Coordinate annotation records
····················

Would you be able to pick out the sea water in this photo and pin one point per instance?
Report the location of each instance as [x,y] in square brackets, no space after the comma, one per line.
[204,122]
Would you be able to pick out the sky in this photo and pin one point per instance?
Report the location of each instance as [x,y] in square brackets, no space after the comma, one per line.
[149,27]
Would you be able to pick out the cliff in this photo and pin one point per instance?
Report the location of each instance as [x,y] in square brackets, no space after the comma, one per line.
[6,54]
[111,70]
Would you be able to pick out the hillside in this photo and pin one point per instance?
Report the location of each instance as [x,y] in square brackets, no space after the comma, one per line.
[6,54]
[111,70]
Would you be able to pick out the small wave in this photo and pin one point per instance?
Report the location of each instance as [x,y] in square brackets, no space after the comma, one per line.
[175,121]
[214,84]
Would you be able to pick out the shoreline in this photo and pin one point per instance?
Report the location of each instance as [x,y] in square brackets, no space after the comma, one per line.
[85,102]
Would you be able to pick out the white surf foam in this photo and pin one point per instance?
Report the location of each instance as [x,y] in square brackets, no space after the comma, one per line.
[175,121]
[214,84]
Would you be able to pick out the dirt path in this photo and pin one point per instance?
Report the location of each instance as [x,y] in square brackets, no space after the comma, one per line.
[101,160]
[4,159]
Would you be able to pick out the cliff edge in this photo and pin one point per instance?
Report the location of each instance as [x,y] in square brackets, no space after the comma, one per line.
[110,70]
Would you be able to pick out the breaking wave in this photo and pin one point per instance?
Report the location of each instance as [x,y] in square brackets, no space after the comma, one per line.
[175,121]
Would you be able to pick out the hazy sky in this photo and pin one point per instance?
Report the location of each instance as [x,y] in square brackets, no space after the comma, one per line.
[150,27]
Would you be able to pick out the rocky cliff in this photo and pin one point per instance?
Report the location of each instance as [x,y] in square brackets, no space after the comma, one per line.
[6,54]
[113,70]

····················

=== Task to complete ===
Every line of the data above should be copied exactly.

=== Task answer ===
Would you be able to pick out the sea water in this photo and pin one point per instance?
Report the location of each instance as [x,y] in square brackets, no space after the comma, one per line.
[204,122]
Would you be able to pick out the sky in this photo and pin one point per instance?
Report the location of each instance as [x,y] in square brackets, no space after the comma, one per line.
[149,27]
Would you be able to pick out the cliff in this photo and pin one point per instance?
Report the location of each instance as [x,y] in square brackets, no space after the comma, one per line.
[6,54]
[111,70]
Would you be able to pick out the hillside in this photo and pin one point per instance?
Report the location of each instance as [x,y] in square brackets, no space after the comma, one per line.
[6,54]
[111,70]
Would you be able to pick out the small wave in this photo and pin one point per instance?
Report the location of each instance as [x,y] in square brackets, no space after the comma, one per line.
[175,121]
[214,84]
Would you be able to pick out the shoreline in this photo and pin one point per instance?
Report the location of each instance as [x,y] in square brackets, no space after the comma, one per line.
[85,102]
Would you be able to pick out the white surf foam in this photo and pin one point per instance?
Report the location of each instance as [x,y] in square brackets, no space after the comma, one per line.
[175,121]
[214,84]
Would you be able to pick out the dirt path in this photo and pin one point per instance?
Report the location of each instance as [x,y] in square brackets, no space after the comma, one per line.
[101,160]
[4,159]
Would you be able to pick out the cliff edge in this photo and pin one point per instance?
Report the location of each instance as [x,y] in square brackets, no space after the comma, one per line.
[110,70]
Would you be able to pick out the breaking wave in this photo and pin one point per instance?
Report the location of each instance as [x,y] in square brackets, no space after the comma, one per line.
[175,121]
Would you be able to pick out the hazy sky in this photo and pin one point per instance?
Report the location of each instance as [x,y] in square brackets, no space after the comma, one per line.
[150,27]
Would you be able to pick out the rocky cliff in this photo and pin one point per instance?
Report the location of each instance as [x,y] in square brackets, no space after the comma, one per line.
[6,54]
[113,70]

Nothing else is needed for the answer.